*** Opening of Extracted data ***

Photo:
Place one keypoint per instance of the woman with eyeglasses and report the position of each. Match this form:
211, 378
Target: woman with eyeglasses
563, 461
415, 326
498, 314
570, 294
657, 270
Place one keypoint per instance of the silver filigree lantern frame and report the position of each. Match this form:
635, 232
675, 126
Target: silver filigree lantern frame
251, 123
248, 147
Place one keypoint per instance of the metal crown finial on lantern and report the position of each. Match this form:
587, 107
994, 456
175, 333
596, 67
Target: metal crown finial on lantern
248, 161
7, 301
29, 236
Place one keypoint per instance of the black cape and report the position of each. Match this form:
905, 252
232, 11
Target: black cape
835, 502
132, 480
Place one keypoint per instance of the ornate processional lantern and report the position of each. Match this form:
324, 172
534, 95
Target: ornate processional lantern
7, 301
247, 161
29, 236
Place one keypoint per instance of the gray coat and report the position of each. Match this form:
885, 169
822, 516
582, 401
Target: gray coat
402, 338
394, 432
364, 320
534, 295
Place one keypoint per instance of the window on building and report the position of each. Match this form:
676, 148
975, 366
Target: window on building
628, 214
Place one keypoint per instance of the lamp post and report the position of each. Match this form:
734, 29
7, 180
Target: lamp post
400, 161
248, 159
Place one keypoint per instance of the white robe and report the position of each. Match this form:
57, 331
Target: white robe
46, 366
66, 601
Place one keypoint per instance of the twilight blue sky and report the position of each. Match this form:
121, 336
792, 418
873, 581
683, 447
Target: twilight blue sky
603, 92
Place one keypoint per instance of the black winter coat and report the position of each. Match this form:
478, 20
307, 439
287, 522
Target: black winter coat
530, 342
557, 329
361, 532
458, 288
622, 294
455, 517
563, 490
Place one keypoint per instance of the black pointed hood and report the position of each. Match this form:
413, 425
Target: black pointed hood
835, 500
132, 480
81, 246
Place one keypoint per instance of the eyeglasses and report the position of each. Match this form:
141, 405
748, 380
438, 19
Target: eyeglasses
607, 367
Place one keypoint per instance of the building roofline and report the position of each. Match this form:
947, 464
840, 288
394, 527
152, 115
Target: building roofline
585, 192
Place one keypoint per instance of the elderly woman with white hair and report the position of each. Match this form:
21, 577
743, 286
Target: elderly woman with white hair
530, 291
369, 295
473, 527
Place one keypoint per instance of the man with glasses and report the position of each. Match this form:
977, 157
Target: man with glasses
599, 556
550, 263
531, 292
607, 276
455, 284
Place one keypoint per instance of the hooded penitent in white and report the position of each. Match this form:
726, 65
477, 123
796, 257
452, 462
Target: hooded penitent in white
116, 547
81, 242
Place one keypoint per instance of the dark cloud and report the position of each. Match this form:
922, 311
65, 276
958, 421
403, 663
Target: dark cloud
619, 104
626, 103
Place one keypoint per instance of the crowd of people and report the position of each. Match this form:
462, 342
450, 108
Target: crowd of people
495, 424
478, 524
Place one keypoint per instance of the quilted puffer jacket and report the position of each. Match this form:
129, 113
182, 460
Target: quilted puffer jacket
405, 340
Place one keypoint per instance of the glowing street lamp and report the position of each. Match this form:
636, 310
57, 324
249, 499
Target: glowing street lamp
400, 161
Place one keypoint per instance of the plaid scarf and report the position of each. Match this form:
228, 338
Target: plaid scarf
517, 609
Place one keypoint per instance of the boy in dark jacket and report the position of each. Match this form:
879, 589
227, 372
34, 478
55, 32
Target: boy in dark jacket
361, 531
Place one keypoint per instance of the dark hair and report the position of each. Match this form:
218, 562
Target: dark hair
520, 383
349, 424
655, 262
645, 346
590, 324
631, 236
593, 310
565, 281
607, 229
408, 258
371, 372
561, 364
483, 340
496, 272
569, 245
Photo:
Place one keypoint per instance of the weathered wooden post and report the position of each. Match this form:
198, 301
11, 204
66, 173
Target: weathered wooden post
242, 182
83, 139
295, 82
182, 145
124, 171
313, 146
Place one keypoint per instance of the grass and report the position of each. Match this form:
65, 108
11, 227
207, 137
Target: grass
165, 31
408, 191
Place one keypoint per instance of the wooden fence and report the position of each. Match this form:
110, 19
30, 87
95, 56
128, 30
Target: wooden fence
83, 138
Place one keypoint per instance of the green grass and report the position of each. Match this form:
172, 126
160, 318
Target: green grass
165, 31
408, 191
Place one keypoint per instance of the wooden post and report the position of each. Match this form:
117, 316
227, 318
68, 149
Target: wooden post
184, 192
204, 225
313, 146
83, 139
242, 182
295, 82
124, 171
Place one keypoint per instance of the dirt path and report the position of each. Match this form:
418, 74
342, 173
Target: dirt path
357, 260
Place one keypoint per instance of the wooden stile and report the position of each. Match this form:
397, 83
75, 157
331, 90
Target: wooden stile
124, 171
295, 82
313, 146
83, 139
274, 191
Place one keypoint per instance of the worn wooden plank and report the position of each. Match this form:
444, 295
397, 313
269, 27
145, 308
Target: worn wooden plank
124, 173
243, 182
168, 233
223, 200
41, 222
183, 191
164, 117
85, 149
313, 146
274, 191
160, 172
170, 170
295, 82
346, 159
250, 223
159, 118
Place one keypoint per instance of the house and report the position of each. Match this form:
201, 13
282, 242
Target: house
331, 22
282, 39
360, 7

*** Close of Extracted data ***

When copying the data above, keep every line exactly as written.

▶ [Exercise answer]:
Photo:
Place one keypoint per instance of the woman with eyeglasses and report the position of each. Match this form:
211, 378
Target: woman with eyeglasses
563, 461
415, 326
498, 314
570, 294
657, 270
Place one keypoint per instance of the silver filigree lantern frame and report the position of each. Match this form:
635, 232
675, 126
Target: silver filigree lantern frame
251, 123
248, 147
Place one keypoint per instance of the metal crown finial on lantern and report the position of each. Match this form:
587, 107
994, 456
175, 333
596, 67
Target: metal crown finial on lantern
248, 161
7, 301
29, 236
Place one keypoint per instance of the black cape and report the position of each. Match this form:
905, 252
232, 11
Target: black cape
835, 502
132, 480
Place one keypoint per instance of the ornate processional lantern and report the position of each. Match this form:
324, 172
534, 95
Target: ornate processional lantern
7, 301
247, 161
29, 236
Place one keypoint per instance of the gray coat and report the position of each. Match this form:
885, 169
822, 516
582, 401
Target: gray coat
402, 338
394, 432
364, 320
534, 295
Place one keypoint per instance of the window on building and report the position of each. Match this form:
676, 148
975, 366
Target: window on building
628, 214
Place one keypoint per instance of the lamp post and report the position of each. Match this form:
734, 29
7, 180
Target: lamp post
400, 161
248, 159
Place one keypoint per instance of the white robe and report the position of each. Match this form:
57, 331
Target: white robe
46, 366
66, 601
Place one keypoint per instance of the twilight blue sky and report the position of each. Match this form:
121, 336
792, 418
873, 581
683, 447
Target: twilight blue sky
603, 92
Place one keypoint per instance of the black winter coat and report the position of each. Match this form:
478, 20
307, 439
287, 522
Target: black winter coat
530, 342
557, 329
361, 532
458, 288
622, 294
455, 517
563, 490
Place one keypoint per instance of the black pointed hood and report the position of each. Match this form:
413, 425
Target: black pointed hood
835, 500
132, 480
81, 246
Place one keypoint per instance of the eyeglasses and report the position of each. Match this form:
141, 405
748, 380
438, 19
Target: eyeglasses
607, 367
Place one keypoint per instance of the building roofline and report the position of each. Match this form:
947, 464
840, 288
394, 527
152, 115
Target: building roofline
585, 192
Place one keypoint per instance of the elderly woman with white hair and report the position of each. Match this form:
21, 577
743, 286
Target: elderly woman with white hair
530, 291
369, 295
473, 527
Place one keypoint per instance of the man with glasses and report the position of each. Match this form:
977, 157
Target: man with glasses
599, 556
550, 263
531, 292
607, 276
455, 284
Place one keypoint per instance of the hooded penitent in white and report the position of each. Match this form:
726, 65
477, 123
796, 257
452, 462
Target: hooded penitent in white
116, 547
81, 242
Place one keypoint per instance of the dark cloud and report the position of each. Match this form:
922, 311
65, 276
958, 421
403, 663
Target: dark cloud
619, 104
626, 103
Place one keypoint per instance of the crowd of people and report the position of each. Match this form:
462, 342
450, 108
Target: crowd of people
495, 424
478, 524
Place one keypoint per instance of the quilted puffer jacket and report the position of each. Match this form:
129, 113
182, 460
Target: quilted puffer jacket
405, 340
Place one keypoint per instance of the glowing street lamp and report the position of each. Match this form:
636, 310
57, 324
249, 499
Target: glowing street lamp
400, 161
Place one keypoint per instance of the plaid scarf and report the position of each. Match this form:
228, 338
Target: plaid scarf
517, 609
Place one keypoint per instance of the boy in dark jacket and report the position of each. Match this form:
879, 589
227, 372
34, 478
55, 32
Target: boy in dark jacket
361, 531
Place one keypoint per instance of the dark hair and report the position of each. Match this form:
218, 562
Target: dark hair
520, 383
349, 424
655, 262
645, 346
590, 324
631, 236
593, 310
565, 281
607, 229
408, 258
371, 372
561, 364
483, 340
496, 272
569, 245
Photo:
Place one keypoint per instance of the weathered wooden post and report the position of each. Match this form:
198, 301
11, 204
66, 173
Target: weathered wooden post
242, 182
83, 139
295, 82
182, 145
124, 171
313, 146
Place one keypoint per instance of the grass and report the position of each. Match this form:
65, 108
11, 227
207, 137
Target: grass
165, 31
408, 191
Place one keypoint per instance of the wooden fence and report the position of each. Match this form:
110, 19
30, 87
95, 56
128, 30
Target: wooden fence
83, 138
Place one keypoint per instance of the green grass and report the position of each. Match this form:
172, 126
160, 318
Target: green grass
165, 31
408, 191
Place one keypoint per instance of the wooden post and report the position of each. Match this form:
117, 316
227, 318
68, 149
Target: wooden post
184, 192
204, 225
313, 146
83, 139
242, 182
295, 82
124, 171
Place one keypoint per instance of the dirt path and report the position of each. Match this form:
418, 74
342, 173
Target: dirt path
357, 260
Place one keypoint per instance of the wooden stile and report the position of each. Match this form:
397, 83
75, 157
331, 90
Target: wooden stile
124, 171
295, 82
313, 146
83, 139
274, 191
Place one keypoint per instance of the worn wooden plank and report the position of each. Match this form:
444, 295
397, 313
269, 27
145, 308
Target: worn wooden plank
124, 173
243, 182
168, 233
223, 200
41, 222
183, 191
164, 117
85, 149
313, 146
274, 191
160, 172
170, 170
295, 82
346, 159
250, 223
159, 118
Place one keypoint per instance of the house and report the position of each. Match this form:
201, 13
282, 242
Target: house
331, 22
282, 39
360, 7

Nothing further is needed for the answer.